Jewish astronaut Jessica Meir, who made history last month as one half of the first all-female spacewalking team, on Friday posted pictures of Israel snapped from space with a caption saying the country was part of her father’s journey.
“My father’s globe spanning journey as a surgeon from the Middle East, to Europe, and eventually to the U.S. was an inspiration to many in my immediate and extended family. #TheJourney,” Meir wrote.
Meir’s late father was born in 1925 in Baghdad, and in 1931 the whole family left Iraq as a result of anti-Semitism and settled in pre-state Israel.
He was in medical school at the American University of Beirut when the 1948 War of Independence broke out and returned to Israel, where he drove an ambulance during the war. He then went to Geneva to finish medical school before taking a job in Sweden, where he met Meir’s mother, a nurse who was raised in a Christian Swedish family.
Her parents then moved to the US.
My father's globe spanning journey as a surgeon from the Middle East, to Europe, and eventually to the U.S. was an inspiration to many in my immediate and extended family. #TheJourney pic.twitter.com/wBN1Iz7O5O
— Jessica Meir (@Astro_Jessica) November 1, 2019
President Reuven Rivlin, in a tweet Sunday morning, responded to Meir’s post: “Dear Jessica, that you for taking us with you on your space voyage. We are proud of you and send warm regards from Israel.”
Meir and Christina Koch last month made history when they replaced a broken part of the International Space Station’s power grid.

# What you will do:
Answer these questions from the passage about astronaut Jessica Meir:
(a) In what year and city was Meir's father born?
(b) What did he do in Israel during the 1948 War of Independence?
(c) What did Meir and Christina Koch replace on the International Space Station?
The entries that follow come from a separate source.

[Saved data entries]
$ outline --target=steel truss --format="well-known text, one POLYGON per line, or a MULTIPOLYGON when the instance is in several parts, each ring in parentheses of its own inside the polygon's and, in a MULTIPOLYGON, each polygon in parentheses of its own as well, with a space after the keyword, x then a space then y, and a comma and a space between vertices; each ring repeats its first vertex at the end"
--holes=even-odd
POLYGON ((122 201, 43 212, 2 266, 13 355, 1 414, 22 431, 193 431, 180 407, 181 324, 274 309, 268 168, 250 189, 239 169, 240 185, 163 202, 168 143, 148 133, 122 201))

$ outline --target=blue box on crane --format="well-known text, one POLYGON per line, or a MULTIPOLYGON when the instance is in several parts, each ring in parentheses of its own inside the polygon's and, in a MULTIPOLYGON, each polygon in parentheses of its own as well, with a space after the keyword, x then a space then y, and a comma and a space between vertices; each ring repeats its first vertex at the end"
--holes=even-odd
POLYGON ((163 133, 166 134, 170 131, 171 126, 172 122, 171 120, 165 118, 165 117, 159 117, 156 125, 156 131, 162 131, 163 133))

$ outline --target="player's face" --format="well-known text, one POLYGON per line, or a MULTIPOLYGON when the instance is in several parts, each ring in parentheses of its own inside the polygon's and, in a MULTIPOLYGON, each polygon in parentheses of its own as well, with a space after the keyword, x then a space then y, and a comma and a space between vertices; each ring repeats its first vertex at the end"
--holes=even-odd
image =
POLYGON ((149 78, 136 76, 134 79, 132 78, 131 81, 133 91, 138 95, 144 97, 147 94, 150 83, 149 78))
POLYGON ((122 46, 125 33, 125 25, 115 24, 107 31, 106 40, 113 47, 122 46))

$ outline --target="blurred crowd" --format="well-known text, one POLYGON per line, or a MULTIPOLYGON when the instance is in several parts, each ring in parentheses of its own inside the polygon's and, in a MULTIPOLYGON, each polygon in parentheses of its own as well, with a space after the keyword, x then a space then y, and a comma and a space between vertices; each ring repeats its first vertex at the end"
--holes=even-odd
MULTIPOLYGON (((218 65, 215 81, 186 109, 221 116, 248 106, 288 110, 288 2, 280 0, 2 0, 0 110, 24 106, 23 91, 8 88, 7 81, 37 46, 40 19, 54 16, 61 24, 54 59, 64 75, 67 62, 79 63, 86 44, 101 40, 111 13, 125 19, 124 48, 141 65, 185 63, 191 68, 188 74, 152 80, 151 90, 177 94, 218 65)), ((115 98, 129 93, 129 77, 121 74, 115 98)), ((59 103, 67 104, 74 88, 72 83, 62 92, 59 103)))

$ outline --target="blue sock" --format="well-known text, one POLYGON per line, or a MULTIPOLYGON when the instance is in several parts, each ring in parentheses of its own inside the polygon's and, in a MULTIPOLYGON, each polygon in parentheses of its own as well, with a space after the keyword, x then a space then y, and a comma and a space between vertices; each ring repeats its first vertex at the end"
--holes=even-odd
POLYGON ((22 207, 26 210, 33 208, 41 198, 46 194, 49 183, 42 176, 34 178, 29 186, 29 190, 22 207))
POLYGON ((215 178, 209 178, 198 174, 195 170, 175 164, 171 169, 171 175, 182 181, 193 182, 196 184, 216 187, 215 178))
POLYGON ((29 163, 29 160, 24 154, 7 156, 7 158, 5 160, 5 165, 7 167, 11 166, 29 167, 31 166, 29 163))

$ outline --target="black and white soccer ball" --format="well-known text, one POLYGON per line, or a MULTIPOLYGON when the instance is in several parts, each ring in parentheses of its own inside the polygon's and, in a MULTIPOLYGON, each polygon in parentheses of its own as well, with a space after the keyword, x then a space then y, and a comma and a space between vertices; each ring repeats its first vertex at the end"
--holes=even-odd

# Response:
(a) 1925, in Baghdad
(b) He drove an ambulance.
(c) A broken part of the station's power grid